Problem requirements:
The entries below should be quoted exactly, with no pictures carried over.

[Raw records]
***
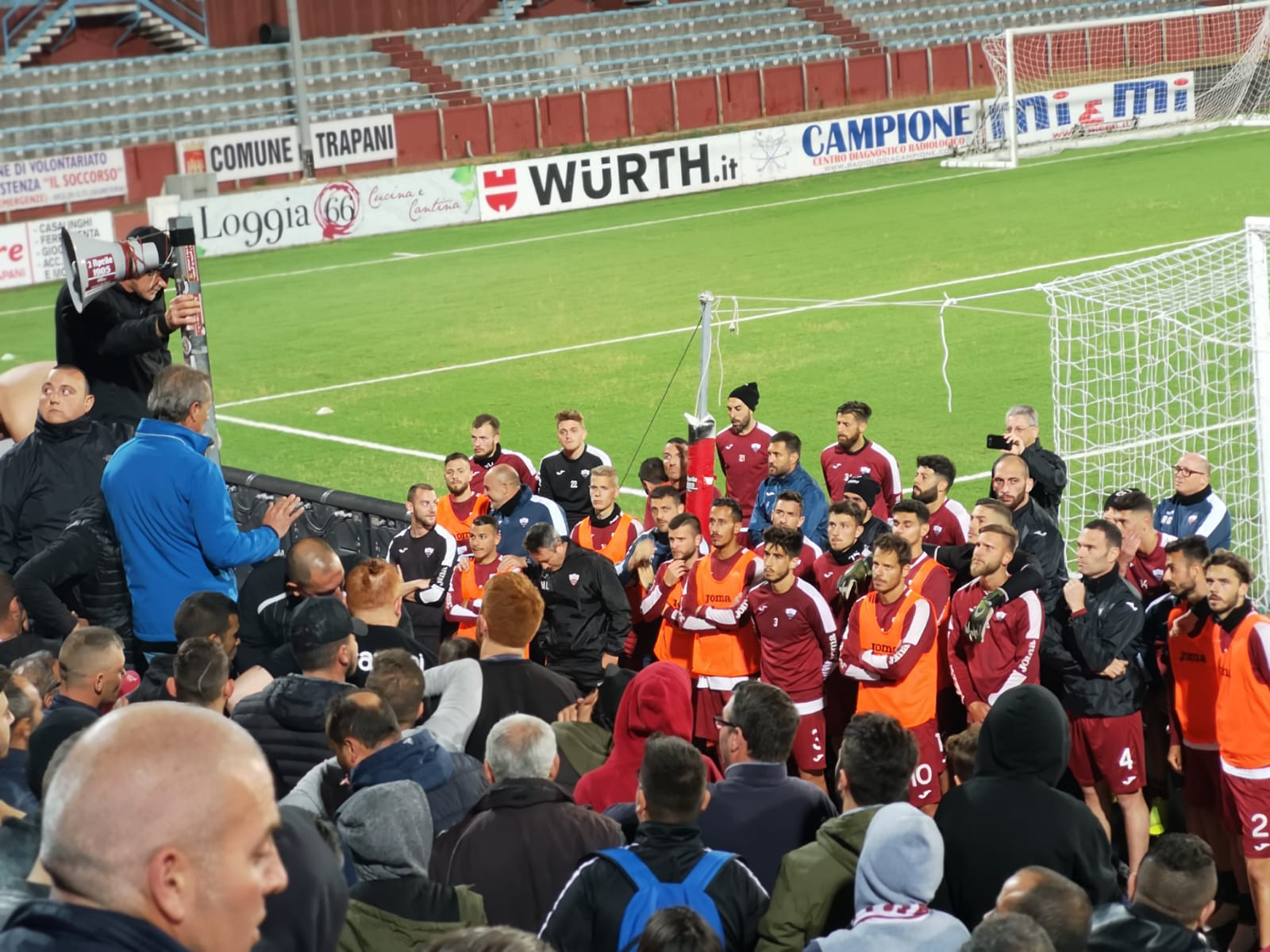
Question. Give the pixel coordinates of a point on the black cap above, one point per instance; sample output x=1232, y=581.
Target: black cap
x=747, y=393
x=864, y=488
x=323, y=620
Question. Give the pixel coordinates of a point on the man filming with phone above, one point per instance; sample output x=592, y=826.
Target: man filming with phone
x=1048, y=470
x=173, y=514
x=120, y=340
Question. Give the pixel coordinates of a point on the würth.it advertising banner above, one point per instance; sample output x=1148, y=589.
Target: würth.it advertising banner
x=276, y=152
x=57, y=179
x=856, y=143
x=305, y=215
x=610, y=177
x=31, y=253
x=1100, y=108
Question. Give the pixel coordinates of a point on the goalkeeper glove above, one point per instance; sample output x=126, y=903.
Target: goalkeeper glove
x=982, y=612
x=852, y=578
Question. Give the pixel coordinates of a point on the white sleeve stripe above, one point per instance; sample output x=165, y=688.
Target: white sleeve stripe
x=1217, y=512
x=958, y=512
x=270, y=601
x=556, y=512
x=524, y=459
x=575, y=875
x=895, y=467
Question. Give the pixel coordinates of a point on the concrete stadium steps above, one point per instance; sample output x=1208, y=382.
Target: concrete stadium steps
x=899, y=25
x=406, y=56
x=201, y=93
x=554, y=54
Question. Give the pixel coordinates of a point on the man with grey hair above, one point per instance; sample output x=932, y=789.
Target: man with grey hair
x=587, y=615
x=1047, y=469
x=525, y=831
x=175, y=858
x=1194, y=509
x=173, y=514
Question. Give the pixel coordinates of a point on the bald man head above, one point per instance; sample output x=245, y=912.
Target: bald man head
x=1191, y=475
x=187, y=850
x=64, y=397
x=314, y=569
x=1011, y=482
x=92, y=663
x=502, y=484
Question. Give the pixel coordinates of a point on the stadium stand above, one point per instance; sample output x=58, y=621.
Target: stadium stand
x=79, y=106
x=906, y=25
x=152, y=99
x=597, y=50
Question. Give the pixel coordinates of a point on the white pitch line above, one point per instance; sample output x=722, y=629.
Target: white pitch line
x=495, y=245
x=722, y=317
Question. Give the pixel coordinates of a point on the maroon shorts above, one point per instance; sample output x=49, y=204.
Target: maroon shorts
x=1246, y=810
x=1110, y=748
x=1202, y=778
x=924, y=789
x=810, y=743
x=709, y=702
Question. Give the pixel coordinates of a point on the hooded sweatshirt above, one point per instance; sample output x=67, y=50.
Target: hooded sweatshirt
x=1009, y=816
x=658, y=701
x=387, y=829
x=452, y=782
x=899, y=873
x=308, y=916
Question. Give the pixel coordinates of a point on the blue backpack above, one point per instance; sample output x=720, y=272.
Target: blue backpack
x=652, y=894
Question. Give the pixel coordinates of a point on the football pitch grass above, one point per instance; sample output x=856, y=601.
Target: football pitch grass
x=406, y=336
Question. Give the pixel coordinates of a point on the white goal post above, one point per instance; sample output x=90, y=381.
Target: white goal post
x=1165, y=355
x=1102, y=82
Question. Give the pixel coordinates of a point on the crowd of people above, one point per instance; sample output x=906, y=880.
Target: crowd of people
x=841, y=712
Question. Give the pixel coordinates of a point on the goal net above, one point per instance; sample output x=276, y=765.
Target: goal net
x=1161, y=357
x=1102, y=82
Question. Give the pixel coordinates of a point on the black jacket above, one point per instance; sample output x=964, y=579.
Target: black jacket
x=588, y=914
x=289, y=721
x=757, y=797
x=527, y=831
x=1141, y=928
x=1049, y=476
x=514, y=685
x=83, y=570
x=1039, y=535
x=44, y=926
x=121, y=344
x=1009, y=816
x=1083, y=645
x=587, y=615
x=44, y=480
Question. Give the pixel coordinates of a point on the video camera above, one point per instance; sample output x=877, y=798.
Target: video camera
x=93, y=266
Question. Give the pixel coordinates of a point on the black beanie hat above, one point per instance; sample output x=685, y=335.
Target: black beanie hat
x=747, y=393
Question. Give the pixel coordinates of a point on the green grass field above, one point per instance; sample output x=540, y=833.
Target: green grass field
x=318, y=317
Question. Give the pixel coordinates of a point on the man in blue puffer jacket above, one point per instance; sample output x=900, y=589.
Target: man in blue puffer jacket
x=785, y=471
x=173, y=514
x=1194, y=509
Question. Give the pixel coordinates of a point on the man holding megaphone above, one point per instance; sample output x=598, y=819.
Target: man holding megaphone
x=112, y=321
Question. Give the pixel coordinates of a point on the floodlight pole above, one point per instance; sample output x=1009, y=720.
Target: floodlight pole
***
Response:
Question. Give the pixel coordinates of a point on the black cap above, one point per instance; sample output x=1232, y=581.
Target: black cap
x=747, y=393
x=864, y=488
x=323, y=620
Question. Give the pixel coordinates of a point on the man filming with phone above, one point per instance; sample output x=592, y=826.
Target: man filming with phone
x=1048, y=470
x=173, y=514
x=120, y=340
Question. Give the pixel coordinates of a point on the würth.it advertising banner above, one point per instance; sample output x=1148, y=589.
Target: würth.it advertising banner
x=276, y=152
x=57, y=179
x=856, y=143
x=305, y=215
x=610, y=177
x=31, y=253
x=1100, y=108
Question. Give the pixel coordinates of a point on the goalkeeper glove above, one point per instance; sample output x=126, y=903.
Target: goalkeeper glove
x=982, y=612
x=852, y=578
Question. Give the pixel coordinates of a point on the white sleeve stripe above, one point per instance; sample output x=165, y=688.
Target: white sleeve stripe
x=1217, y=512
x=958, y=512
x=270, y=601
x=556, y=512
x=524, y=459
x=575, y=875
x=895, y=467
Question. Give the pixel coordinates of a point on the concrete stadium steps above, one point per instance; sample output x=1208, y=382.
Target: concrete stadium steps
x=899, y=25
x=406, y=56
x=201, y=93
x=554, y=54
Question. Give the pixel coordinates of a point on the man with grey hair above, one point per instance; sample output x=932, y=789.
Target: man with grey hair
x=587, y=615
x=1047, y=469
x=525, y=831
x=175, y=858
x=1194, y=509
x=173, y=514
Question. Give the pixel coordinates of a point on the bald man head above, one point per instance; sample output x=245, y=912.
Target: bald man head
x=1191, y=475
x=187, y=850
x=64, y=397
x=314, y=569
x=1011, y=482
x=92, y=663
x=502, y=484
Question. Give the pixel coordinates of a point on the stadium stand above, one point per instance; sample output x=58, y=621.
Target: stadium stand
x=79, y=106
x=906, y=25
x=152, y=99
x=597, y=50
Question. Give the pixel coordinates of a point on the white pitch line above, one point per instance; sample output x=722, y=629.
Target: white pitch line
x=495, y=245
x=722, y=317
Question. Give the pixel coordinates of a point on the maroon shorts above, one point per instance; sample output x=49, y=204.
Target: maroon shorts
x=1246, y=810
x=1110, y=748
x=1202, y=778
x=924, y=789
x=810, y=743
x=709, y=702
Question. Give the pixel coordinates of a point on the hooded sweatshirt above, one point per instance; sample output x=67, y=50.
Target: hooded sweatshirt
x=1009, y=816
x=658, y=701
x=387, y=829
x=452, y=782
x=899, y=873
x=308, y=916
Question. Give the pixel coordinates of a point on the blue backpack above, one point per instance; sample output x=720, y=272.
Target: blue backpack
x=652, y=894
Question. Give the pixel coordinates of a point on the football pitch grass above, one point per instance; sample output x=856, y=601.
Target: football pitch grass
x=406, y=336
Question. Give the pixel coordinates of a point on the white goal post above, one point per instance; sample output x=90, y=381.
Target: white goal post
x=1165, y=355
x=1102, y=82
Question. Give the pixel coordinates of a point on the crowd of people above, one point per instance; sample output x=906, y=880.
Target: crowd of people
x=841, y=712
Question. Give the pixel coordinates of a point on the goal net above, one point per instance; sample output x=276, y=765.
Target: goal net
x=1161, y=357
x=1102, y=82
Question. Give the pixel coordinates of a point on the black jacket above, one point per instance; sample output x=964, y=579.
Target: black jacket
x=588, y=914
x=289, y=721
x=757, y=797
x=527, y=831
x=1141, y=928
x=1049, y=476
x=514, y=685
x=83, y=570
x=1039, y=535
x=44, y=926
x=121, y=344
x=1009, y=816
x=1083, y=645
x=587, y=615
x=44, y=480
Question. Give the pixel coordinates of a point on the video camera above, one point per instance; sample output x=877, y=798.
Target: video camera
x=93, y=266
Question. Give the pixel coordinates of a point on the black beanie hat above, one point per instance; sample output x=685, y=335.
Target: black beanie hat
x=747, y=393
Question. Give the pixel coordinates of a point on the green grass field above, one point per instance; sample output x=540, y=833.
Target: green grass field
x=318, y=317
Question. Give the pixel coordinates of a point on the man in blue puffer jacket above, one point per instance; sample output x=900, y=589.
Target: man in blue puffer jacket
x=785, y=471
x=173, y=514
x=1194, y=509
Question. Give the pixel coordinates of a point on the man holding megaphone above, one point per instance; sample output x=598, y=819.
Target: man holding megaphone
x=112, y=321
Question. Give the pixel coordinates of a point on the floodlight pole above, one point per instance; sample output x=1009, y=720.
Target: floodlight pole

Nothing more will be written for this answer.